▶ [AIM A] Can you condense the paragraph of the Schedule 13D excerpt that begins "In addition, on February 3, 2014" into a short list of its main facts?

▶ [PROVIDED PASSAGE]
** Begin **

Item 4 of this Schedule 13D is hereby amended by inserting the following:

 

In addition, in connection with the previously announced Rights Offering, the Reporting Persons have received 381,250 Series B Warrants of the Issuer. Each such warrant entitles the Reporting Persons to purchase one Share. The terms and conditions of the Series B Warrants are set forth in the previously filed Common Stock Series B Warrant Agreement. On September 14, 2014, Oakmont exercised the previously reported 381,250 Series A Warrants to purchase the same number of Shares at a price of US$4.50 per Share, or an aggregate purchase price of US$1,715,625.

 

In addition, on February 3, 2014, Oakmont purchased 13,143 Class A Preferred Shares, Series 1, and 82,144 Series C Warrants from the Issuer for an aggregate purchase price of US$328,575. Each Preferred Share is convertible into 6.25 Shares (or an aggregate of 82,143 Shares for such 13,143 Preferred Shares) at a conversion price of US$4.00 per share. On July 8, 2014, the Series C Warrants were automatically exchanged with the Issuer for the same number of Series B Warrants. As a result, Oakmont currently owns 463,394 Series B Warrants.

** End **

▶ [TASK DATA]
** Begin **

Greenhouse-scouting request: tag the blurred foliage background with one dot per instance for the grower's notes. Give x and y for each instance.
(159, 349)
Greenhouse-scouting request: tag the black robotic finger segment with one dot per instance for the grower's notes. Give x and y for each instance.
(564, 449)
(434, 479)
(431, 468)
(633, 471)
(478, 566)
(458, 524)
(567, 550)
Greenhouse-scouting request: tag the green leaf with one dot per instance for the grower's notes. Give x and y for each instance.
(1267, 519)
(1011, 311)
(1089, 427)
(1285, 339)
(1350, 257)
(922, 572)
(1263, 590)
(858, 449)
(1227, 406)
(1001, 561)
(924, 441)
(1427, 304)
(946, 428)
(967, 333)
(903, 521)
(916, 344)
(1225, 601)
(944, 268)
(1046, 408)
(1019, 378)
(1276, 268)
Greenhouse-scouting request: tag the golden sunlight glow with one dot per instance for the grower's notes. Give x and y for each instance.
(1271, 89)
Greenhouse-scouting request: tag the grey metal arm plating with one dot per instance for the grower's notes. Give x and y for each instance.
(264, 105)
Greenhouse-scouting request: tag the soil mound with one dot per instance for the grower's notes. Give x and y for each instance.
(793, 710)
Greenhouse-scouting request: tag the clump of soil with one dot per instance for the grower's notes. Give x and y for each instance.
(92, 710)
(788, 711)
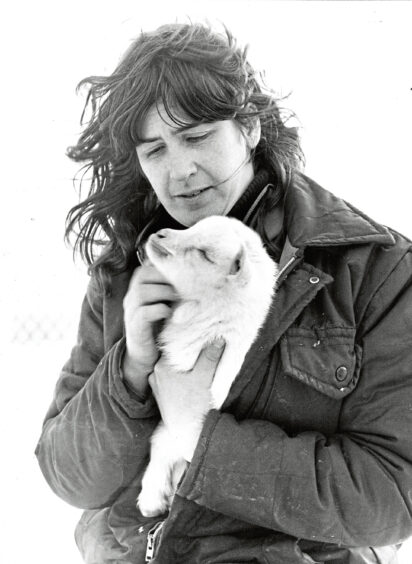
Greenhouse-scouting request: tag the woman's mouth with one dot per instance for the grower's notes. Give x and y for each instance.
(194, 193)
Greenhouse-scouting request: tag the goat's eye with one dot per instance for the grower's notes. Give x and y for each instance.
(204, 254)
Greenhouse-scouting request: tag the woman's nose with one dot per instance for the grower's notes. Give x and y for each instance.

** End **

▶ [AIM B] Starting with the line of the rows that contains "Greenhouse-scouting request: tag the woman's mouth" and going on through the end of the rows, could you write those lines out again, requests included, with every coordinate in the answers raised by 79?

▶ [FINISHED ANSWER A]
- On February 3, 2014, Oakmont bought 13,143 Class A Preferred Shares, Series 1, and 82,144 Series C Warrants from the Issuer for an aggregate US$328,575.
- Each Preferred Share converts into 6.25 Shares at US$4.00 per share, for an aggregate of 82,143 Shares.
- On July 8, 2014, the Series C Warrants were automatically exchanged with the Issuer for the same number of Series B Warrants.
- Oakmont currently owns 463,394 Series B Warrants.

▶ [FINISHED ANSWER B]
Greenhouse-scouting request: tag the woman's mouth with one dot per instance for the grower's notes. Give x and y for each instance.
(273, 272)
Greenhouse-scouting request: tag the goat's eye with one dot per instance for the grower's notes. Give x and y for each instance.
(283, 333)
Greenhouse-scouting request: tag the woman's nose with one dot per instance for the grower's notes. Give x and y for each instance.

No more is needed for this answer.